> **REQUISITO 1**
Por favor, reproduce tal cual las líneas de los registros que van desde la que contiene "of the flattened" hasta la que contiene "M52 141L39 139L39", ambas incluidas.

> **FRAGMENTO**
Una de las reacciones más habituales consiste en huir de los problemas, en darles esquinazo; o en intentar ahogarlos en el anonimato, en el ruido, en la modorra, en el alcohol, en el trabajo, en la fiesta, en el televisor, en los tópicos, en el embrutecimiento, en cualquier coartada que resulte mínimamente creíble; o también en rechazar cualquier clase de responsabilidad y acusar sistemáticamente a los demás del desaguisado. Sin embargo, tales “soluciones” son una simple huída hacia adelante, en una carrera cada vez más acelerada, sin rumbo. Son un espejismo o,  como mucho, un analgésico.
Quizá lo primero que se debería tener en cuenta es que nada en la vida carece de importancia, ni es tan negativo o tan opaco como pudiera parecer en un primer momento. En cualquier situación, aun en las que nos parecen más estúpidas o grises, estamos eligiendo quiénes queremos ser y cómo queremos conformar nuestra vida. En otras palabras,  la salida real, la solución efectiva de cualquier problema pasa por encontrarnos previamente con nosotros mismos.
 Querámoslo o no,  en cada situación “nos va la vida”, es decir, estamos implicados en la aventura de vivir. En mi vida “me va la vida”, en mi ser “me va  ser” de una forma o de otra. Por consiguiente, lamentarnos o lavarnos las manos ante lo que somos -como si nada tuviéramos que ver con nosotros mismos- es una irresponsabilidad:  somos el resultado de nuestra propia libertad, es decir, de lo que hemos decidido llegar a ser, paso a paso, decisión a decisión.
No tengo forma de desembarazarme de mí mismo. Cada situación, hecho o decisión me enfrenta a mí mismo, me pone en el brete de decidir qué hago con la vida y en la vida. No me puedo tirar al cubo de la basura u ocultarme en el baúl de cualquier desván. Incluso cuando no quiero pensar en ello, cuando intento huir por todos los medios del problema o no “complicarme la vida”, estoy optando por un modo de conducirme en el mundo, por una forma determinada de vivir: concretamente, vivir  “fuera de mí”, diluido entre las cosas y los demás, sin identidad propia.

[Registros de contornos de regiones de imagen]

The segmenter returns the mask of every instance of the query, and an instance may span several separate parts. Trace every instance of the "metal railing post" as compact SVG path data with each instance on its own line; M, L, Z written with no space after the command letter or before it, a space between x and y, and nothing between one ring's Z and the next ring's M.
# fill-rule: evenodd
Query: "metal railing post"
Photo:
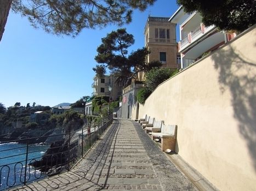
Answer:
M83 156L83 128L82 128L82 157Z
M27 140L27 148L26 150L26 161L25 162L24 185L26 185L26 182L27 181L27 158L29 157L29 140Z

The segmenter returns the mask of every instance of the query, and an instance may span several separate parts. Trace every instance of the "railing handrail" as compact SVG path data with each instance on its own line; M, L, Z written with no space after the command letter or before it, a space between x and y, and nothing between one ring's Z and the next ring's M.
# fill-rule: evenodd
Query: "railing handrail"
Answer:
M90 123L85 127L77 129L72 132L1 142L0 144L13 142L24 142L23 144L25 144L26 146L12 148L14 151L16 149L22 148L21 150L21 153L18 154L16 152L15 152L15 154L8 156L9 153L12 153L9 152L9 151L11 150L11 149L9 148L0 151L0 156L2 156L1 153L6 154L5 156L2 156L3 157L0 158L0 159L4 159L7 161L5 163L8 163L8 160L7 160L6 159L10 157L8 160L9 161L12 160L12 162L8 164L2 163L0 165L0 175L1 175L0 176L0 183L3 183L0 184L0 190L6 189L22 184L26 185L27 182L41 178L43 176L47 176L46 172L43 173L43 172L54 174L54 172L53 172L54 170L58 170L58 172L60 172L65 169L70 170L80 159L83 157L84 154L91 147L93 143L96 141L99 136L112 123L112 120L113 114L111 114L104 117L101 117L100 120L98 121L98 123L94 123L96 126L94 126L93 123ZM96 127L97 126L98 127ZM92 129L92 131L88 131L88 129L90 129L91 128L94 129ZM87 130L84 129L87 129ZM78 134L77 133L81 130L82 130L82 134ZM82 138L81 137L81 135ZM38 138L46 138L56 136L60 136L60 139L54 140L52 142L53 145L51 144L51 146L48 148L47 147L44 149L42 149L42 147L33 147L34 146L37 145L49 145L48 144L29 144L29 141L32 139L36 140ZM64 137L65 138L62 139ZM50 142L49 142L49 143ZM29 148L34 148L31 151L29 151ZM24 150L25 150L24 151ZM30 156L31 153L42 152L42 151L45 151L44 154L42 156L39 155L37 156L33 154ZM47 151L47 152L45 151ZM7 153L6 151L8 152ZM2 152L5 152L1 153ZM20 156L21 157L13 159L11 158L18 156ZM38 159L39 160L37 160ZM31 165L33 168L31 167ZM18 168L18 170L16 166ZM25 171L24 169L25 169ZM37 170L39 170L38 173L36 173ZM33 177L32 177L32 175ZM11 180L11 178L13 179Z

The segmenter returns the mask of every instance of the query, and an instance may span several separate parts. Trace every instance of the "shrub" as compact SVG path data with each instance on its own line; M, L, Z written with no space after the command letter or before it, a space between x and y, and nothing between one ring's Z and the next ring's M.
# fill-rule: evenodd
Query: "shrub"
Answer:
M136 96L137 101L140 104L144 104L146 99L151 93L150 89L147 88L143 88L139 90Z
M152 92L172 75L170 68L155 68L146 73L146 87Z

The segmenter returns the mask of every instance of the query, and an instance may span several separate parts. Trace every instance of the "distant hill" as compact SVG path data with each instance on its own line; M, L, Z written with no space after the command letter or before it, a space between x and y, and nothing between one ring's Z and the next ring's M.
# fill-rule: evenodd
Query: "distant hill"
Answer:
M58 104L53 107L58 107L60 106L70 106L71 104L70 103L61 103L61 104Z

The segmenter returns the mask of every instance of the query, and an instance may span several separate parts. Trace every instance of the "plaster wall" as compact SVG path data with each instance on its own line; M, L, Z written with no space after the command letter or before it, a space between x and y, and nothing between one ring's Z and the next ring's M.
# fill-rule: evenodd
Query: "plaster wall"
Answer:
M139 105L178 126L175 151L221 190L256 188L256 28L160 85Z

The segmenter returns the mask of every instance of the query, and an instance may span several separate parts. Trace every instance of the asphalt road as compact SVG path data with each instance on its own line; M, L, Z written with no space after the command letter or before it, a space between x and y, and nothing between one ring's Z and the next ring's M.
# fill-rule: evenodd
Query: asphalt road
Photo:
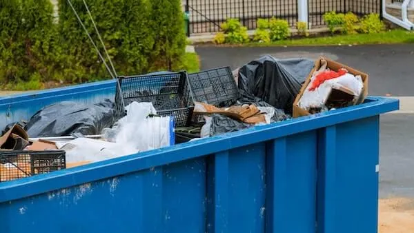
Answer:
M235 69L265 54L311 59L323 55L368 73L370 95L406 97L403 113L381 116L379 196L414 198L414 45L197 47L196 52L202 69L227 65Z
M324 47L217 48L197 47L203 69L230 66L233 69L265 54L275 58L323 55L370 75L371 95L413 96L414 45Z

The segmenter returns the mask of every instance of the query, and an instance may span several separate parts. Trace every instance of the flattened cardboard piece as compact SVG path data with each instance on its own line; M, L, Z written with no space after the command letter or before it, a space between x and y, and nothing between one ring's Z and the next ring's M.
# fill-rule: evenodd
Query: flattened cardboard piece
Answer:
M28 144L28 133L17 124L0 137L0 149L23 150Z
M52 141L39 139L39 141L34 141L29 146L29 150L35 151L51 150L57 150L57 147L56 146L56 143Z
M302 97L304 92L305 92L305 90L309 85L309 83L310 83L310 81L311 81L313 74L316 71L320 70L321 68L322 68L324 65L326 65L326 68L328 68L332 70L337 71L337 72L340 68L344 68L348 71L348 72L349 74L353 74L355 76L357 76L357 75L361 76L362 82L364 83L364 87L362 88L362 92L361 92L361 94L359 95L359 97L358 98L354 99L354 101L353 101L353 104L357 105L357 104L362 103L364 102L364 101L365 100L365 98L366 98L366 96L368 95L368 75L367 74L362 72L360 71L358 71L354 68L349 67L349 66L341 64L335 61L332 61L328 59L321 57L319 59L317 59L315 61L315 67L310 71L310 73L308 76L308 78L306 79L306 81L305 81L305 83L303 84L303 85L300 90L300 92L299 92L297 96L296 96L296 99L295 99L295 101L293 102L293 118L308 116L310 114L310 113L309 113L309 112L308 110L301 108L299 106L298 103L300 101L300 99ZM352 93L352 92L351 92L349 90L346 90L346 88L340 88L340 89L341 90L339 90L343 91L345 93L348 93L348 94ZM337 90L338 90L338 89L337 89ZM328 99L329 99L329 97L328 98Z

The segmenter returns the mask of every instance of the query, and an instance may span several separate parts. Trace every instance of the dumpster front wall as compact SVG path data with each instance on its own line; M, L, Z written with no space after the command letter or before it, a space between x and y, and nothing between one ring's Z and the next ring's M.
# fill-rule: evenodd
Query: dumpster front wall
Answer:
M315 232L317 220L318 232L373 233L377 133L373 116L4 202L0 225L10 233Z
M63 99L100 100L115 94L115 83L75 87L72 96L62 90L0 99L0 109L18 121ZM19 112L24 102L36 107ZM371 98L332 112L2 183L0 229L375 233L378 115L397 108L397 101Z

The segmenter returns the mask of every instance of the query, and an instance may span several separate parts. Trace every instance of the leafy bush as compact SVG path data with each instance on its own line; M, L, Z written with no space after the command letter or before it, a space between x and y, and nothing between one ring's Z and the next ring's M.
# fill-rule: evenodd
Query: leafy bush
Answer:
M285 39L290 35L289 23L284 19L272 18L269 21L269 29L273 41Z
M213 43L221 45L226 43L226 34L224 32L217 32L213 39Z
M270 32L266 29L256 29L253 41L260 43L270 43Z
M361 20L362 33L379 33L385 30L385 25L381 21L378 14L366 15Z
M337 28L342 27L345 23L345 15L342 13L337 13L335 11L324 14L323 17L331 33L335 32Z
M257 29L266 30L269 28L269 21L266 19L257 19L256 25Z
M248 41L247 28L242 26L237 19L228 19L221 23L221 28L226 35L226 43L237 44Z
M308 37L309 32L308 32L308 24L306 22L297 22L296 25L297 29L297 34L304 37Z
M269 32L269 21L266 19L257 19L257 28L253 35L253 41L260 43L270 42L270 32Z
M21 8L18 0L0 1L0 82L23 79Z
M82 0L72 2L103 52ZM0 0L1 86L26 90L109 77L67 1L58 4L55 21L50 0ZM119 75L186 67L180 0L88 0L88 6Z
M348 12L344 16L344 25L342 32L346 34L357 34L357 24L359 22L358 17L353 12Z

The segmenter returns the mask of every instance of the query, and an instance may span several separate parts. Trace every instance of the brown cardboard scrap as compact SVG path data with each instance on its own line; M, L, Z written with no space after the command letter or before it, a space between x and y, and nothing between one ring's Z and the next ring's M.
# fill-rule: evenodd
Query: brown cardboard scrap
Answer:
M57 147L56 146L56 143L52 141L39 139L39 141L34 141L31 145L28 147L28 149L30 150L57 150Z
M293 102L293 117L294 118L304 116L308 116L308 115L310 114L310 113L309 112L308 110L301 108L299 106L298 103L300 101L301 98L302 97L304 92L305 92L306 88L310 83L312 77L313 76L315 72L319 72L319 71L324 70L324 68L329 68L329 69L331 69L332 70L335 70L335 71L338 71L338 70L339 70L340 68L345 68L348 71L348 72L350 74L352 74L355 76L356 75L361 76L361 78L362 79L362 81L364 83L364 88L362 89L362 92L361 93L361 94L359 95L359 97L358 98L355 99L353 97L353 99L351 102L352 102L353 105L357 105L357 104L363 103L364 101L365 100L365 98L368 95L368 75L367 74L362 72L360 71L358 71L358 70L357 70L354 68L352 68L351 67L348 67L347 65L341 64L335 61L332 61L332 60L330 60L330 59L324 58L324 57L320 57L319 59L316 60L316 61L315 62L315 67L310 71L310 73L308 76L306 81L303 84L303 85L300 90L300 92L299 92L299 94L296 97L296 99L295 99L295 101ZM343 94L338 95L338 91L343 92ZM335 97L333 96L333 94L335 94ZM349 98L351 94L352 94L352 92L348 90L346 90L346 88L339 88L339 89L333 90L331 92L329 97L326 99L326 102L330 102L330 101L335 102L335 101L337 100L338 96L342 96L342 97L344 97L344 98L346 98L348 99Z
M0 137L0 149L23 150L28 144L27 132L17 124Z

> **REQUISITO 2**
Copia íntegro y sin ningún cambio el fragmento sobre la huida ante los problemas y la responsabilidad sobre uno mismo.

> **RESULTADO 1**
The segmenter returns the mask of every instance of the query, and an instance may span several separate parts. Trace every instance of the flattened cardboard piece as compact SVG path data with each instance on its own line; M, L, Z written with no space after the command letter or before it, a space between x and y, and nothing between one ring's Z and the next ring's M.
# fill-rule: evenodd
Query: flattened cardboard piece
Answer:
M28 144L28 133L17 124L0 137L0 149L23 150Z
M52 141L39 139L39 141L34 141L29 146L29 150L35 151L51 150L57 150L57 147L56 146L56 143Z

> **RESULTADO 2**
Una de las reacciones más habituales consiste en huir de los problemas, en darles esquinazo; o en intentar ahogarlos en el anonimato, en el ruido, en la modorra, en el alcohol, en el trabajo, en la fiesta, en el televisor, en los tópicos, en el embrutecimiento, en cualquier coartada que resulte mínimamente creíble; o también en rechazar cualquier clase de responsabilidad y acusar sistemáticamente a los demás del desaguisado. Sin embargo, tales “soluciones” son una simple huída hacia adelante, en una carrera cada vez más acelerada, sin rumbo. Son un espejismo o,  como mucho, un analgésico.
Quizá lo primero que se debería tener en cuenta es que nada en la vida carece de importancia, ni es tan negativo o tan opaco como pudiera parecer en un primer momento. En cualquier situación, aun en las que nos parecen más estúpidas o grises, estamos eligiendo quiénes queremos ser y cómo queremos conformar nuestra vida. En otras palabras,  la salida real, la solución efectiva de cualquier problema pasa por encontrarnos previamente con nosotros mismos.
 Querámoslo o no,  en cada situación “nos va la vida”, es decir, estamos implicados en la aventura de vivir. En mi vida “me va la vida”, en mi ser “me va  ser” de una forma o de otra. Por consiguiente, lamentarnos o lavarnos las manos ante lo que somos -como si nada tuviéramos que ver con nosotros mismos- es una irresponsabilidad:  somos el resultado de nuestra propia libertad, es decir, de lo que hemos decidido llegar a ser, paso a paso, decisión a decisión.
No tengo forma de desembarazarme de mí mismo. Cada situación, hecho o decisión me enfrenta a mí mismo, me pone en el brete de decidir qué hago con la vida y en la vida. No me puedo tirar al cubo de la basura u ocultarme en el baúl de cualquier desván. Incluso cuando no quiero pensar en ello, cuando intento huir por todos los medios del problema o no “complicarme la vida”, estoy optando por un modo de conducirme en el mundo, por una forma determinada de vivir: concretamente, vivir  “fuera de mí”, diluido entre las cosas y los demás, sin identidad propia.